ИСХОДНЫЙ ОТРЫВОК ::
О причинах случившегося можно гадать. Тут и переход в иную возрастную категорию, и банальное «испытание славой», и причины личного свойства. И, в немалой мере, эффект андеграунда, при выходе из которого – то есть из малого круга близких по духу и всепонимающих друзей – поэт испытывает нечто вроде кессонной болезни. Но и некоторая «закономерность маятника», который с экспериментального левого края медленно, но верно стал перемещаться к поэтике более глубокой по существу и делающей ставку не столько на внешние эффекты и подчеркнуто формальную новизну, сколь на более долгоживущие поэтические ценности.
Неслучайно едва ли не единственным из «восьмидесятнических» звезд первой величины – и едва ли не лучшим в поколении теперь уже пятидесятилетних – действующим поэтом остался Сергей Гандлевский, отчетливо ведущий свою генеалогию от мастеров старшего поколения (от Ходасевича до Чухонцева) и принадлежавший в прошлом к формально умеренной, делавшей акцент на «факт бытия» группе «Московское время», к которой принадлежали и такие яркие поэты, как активно и сейчас работающий Бахыт Кенжеев, умерший в 1990-м Александр Сопровский, перешедший ныне на прозу Алексей Цветков. Кстати, прозу пишут и оба других, и последнее, может, не так уж случайно: завет Ходасевича «гнать каждый стих сквозь прозу» многое объясняет в поэтике этих авторов, общее и привлекательное в которой – умение извлекать «поэтическое вещество» из самого обыденного, повседневного, раскинутого вокруг и лежащего под ногами:
За окнами октябрь. Вокруг приметы быта:
Будильник, шифоньер, в кастрюле пять яиц.

ИСХОДНЫЕ ДАННЫЕ ::

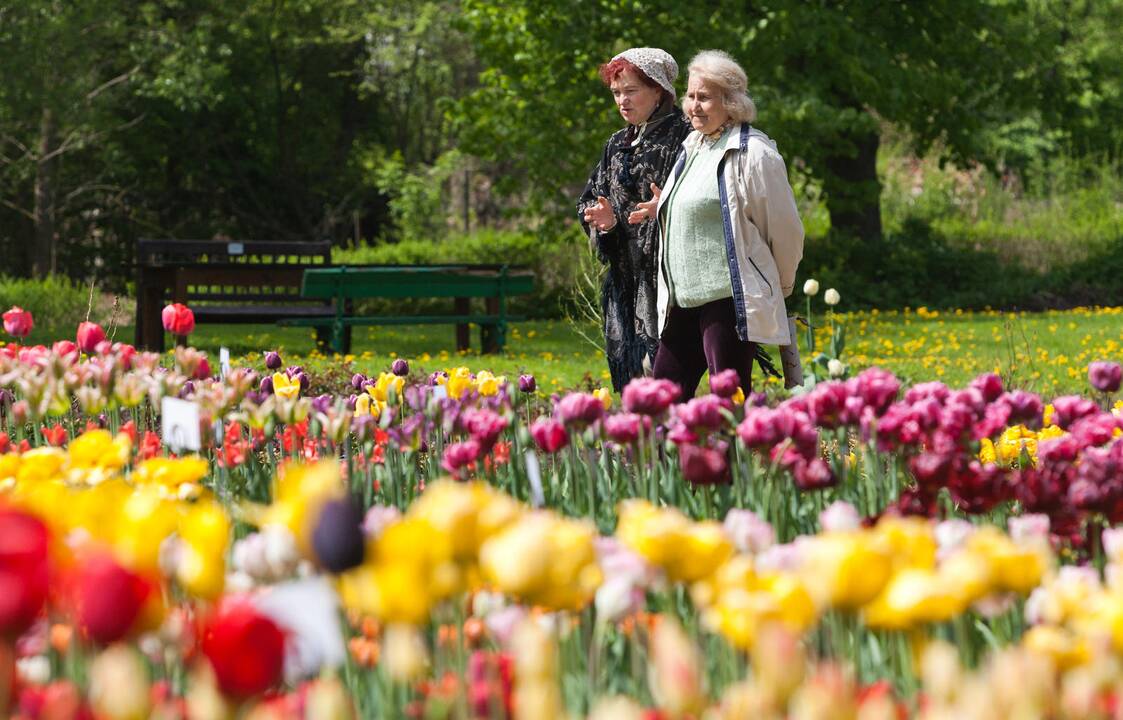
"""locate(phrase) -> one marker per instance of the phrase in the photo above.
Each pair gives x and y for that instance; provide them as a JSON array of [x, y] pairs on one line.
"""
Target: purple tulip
[[724, 384], [989, 385], [1068, 409], [549, 435], [1105, 376]]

ПОРЯДОК ВЫПОЛНЕНИЯ ::
Продолжите текст о поэтах-восьмидесятниках и Сергее Гандлевском, начав сразу после последней приведенной в нем строки. Эти строки взяты из другого источника.

ОТВЕТ К ЗАДАЧЕ ::
На письменном столе лежит «Бхагаватгита» –
За месяц я прочел четырнадцать страниц…
Сергей Гандлевский
Нашумевшись на поэтических эстрадах и на оформленных в авангардистском духе страницах полусамодельных журнальчиков и альманахов, во множестве возникших в ту пору, поэзия словно стала возвращаться в берега – не традиционалистского, но, по выражению одного из самых значительных поэтов этого времени Евгения Рейна, «неомодернистского» русла. В термине этом заложена перекличка с эстетикой модернистского Серебряного века. А главными действующими лицами на фоне спада «новой волны» 80-х оказались вступившие в 90-е в пору необычайного творческого взлета «старые» поэты – из тех, кто в 60–70-х печатался крайне мало, как Олег Чухонцев, или почти не печатался, как Рейн, или печатался много, но словно находился в тени и не до конца был понят, как Александр Кушнер.